▸ **What you should do**:
Your copy of the data should match it exactly, leaving out only the pictures.

▸ **Records**:
_ _ _ _

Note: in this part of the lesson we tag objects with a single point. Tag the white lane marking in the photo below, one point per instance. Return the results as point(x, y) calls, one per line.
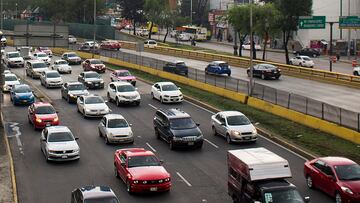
point(150, 147)
point(208, 141)
point(187, 182)
point(154, 107)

_ _ _ _

▸ **Exercise output**:
Note: in this part of the lesson we tag objects with a single point. Tag the white lane marking in the photo below, one point per instance. Return the results as point(x, y) calls, one per line.
point(150, 147)
point(208, 141)
point(187, 182)
point(154, 107)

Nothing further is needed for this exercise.